§ Work required
Print every line from the start of the data, and when you reach the line with "<point>91,81</point>", include it and stop. Pictures are not part of the copy.

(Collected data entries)
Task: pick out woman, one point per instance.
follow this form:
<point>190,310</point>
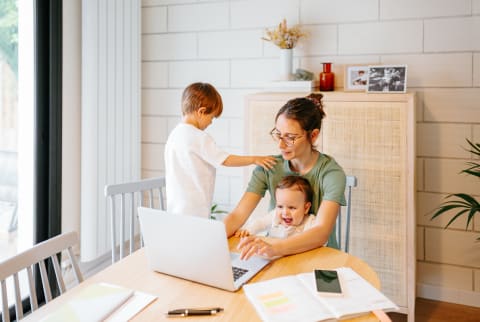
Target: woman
<point>297,127</point>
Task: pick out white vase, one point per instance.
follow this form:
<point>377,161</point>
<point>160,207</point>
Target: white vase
<point>286,63</point>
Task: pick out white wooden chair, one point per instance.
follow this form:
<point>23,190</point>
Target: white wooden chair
<point>350,184</point>
<point>146,193</point>
<point>37,255</point>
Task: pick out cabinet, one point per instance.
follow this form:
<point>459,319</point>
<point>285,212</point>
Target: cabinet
<point>372,136</point>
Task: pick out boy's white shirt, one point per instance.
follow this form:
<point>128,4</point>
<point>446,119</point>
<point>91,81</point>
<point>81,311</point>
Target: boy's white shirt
<point>275,229</point>
<point>191,159</point>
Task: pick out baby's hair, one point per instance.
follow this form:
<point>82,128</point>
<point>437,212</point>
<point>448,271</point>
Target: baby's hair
<point>198,95</point>
<point>297,183</point>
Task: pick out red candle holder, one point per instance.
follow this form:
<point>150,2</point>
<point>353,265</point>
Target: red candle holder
<point>327,78</point>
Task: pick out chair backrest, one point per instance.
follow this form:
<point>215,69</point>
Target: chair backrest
<point>350,184</point>
<point>147,193</point>
<point>37,255</point>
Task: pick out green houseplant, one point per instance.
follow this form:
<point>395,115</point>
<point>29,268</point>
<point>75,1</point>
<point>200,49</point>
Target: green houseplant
<point>462,203</point>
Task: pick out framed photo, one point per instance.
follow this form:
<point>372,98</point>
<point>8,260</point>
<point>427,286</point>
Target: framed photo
<point>355,78</point>
<point>387,79</point>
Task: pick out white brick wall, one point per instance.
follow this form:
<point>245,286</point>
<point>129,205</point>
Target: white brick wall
<point>220,42</point>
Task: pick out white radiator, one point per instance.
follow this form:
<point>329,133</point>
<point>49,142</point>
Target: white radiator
<point>111,111</point>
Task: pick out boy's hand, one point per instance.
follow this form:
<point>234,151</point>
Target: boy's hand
<point>267,162</point>
<point>242,233</point>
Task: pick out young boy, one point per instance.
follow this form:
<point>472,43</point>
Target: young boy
<point>191,155</point>
<point>293,197</point>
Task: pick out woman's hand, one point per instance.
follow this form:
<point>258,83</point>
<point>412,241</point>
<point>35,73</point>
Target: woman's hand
<point>253,245</point>
<point>242,233</point>
<point>267,162</point>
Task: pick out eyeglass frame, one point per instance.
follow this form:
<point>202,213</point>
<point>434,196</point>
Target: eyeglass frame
<point>275,134</point>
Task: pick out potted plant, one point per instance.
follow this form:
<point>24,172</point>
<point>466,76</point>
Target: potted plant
<point>286,39</point>
<point>462,203</point>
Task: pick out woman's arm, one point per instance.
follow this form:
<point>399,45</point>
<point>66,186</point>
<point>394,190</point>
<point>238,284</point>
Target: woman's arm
<point>242,211</point>
<point>267,162</point>
<point>312,238</point>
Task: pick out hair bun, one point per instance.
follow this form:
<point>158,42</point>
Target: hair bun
<point>316,99</point>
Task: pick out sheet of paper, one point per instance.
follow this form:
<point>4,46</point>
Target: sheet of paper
<point>133,306</point>
<point>94,303</point>
<point>359,296</point>
<point>285,299</point>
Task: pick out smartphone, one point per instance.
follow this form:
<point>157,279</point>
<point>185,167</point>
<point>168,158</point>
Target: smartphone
<point>327,282</point>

§ Answer box
Task: pick out woman, one point per instance.
follow this form:
<point>190,310</point>
Target: woman
<point>297,127</point>
Task: pick out white vase, one point per instance.
follow this form:
<point>377,161</point>
<point>160,207</point>
Target: white vase
<point>286,63</point>
Task: pick out white wooden chair, one point per instance.
follow this form:
<point>23,190</point>
Target: white wooden chair
<point>350,184</point>
<point>146,193</point>
<point>37,255</point>
Task: pick out cabinet, one point per instance.
follow this form:
<point>459,319</point>
<point>285,212</point>
Target: cabinet
<point>372,136</point>
Task: pick out boy's white shirt, one point per instance.
follow this form:
<point>128,4</point>
<point>446,119</point>
<point>91,81</point>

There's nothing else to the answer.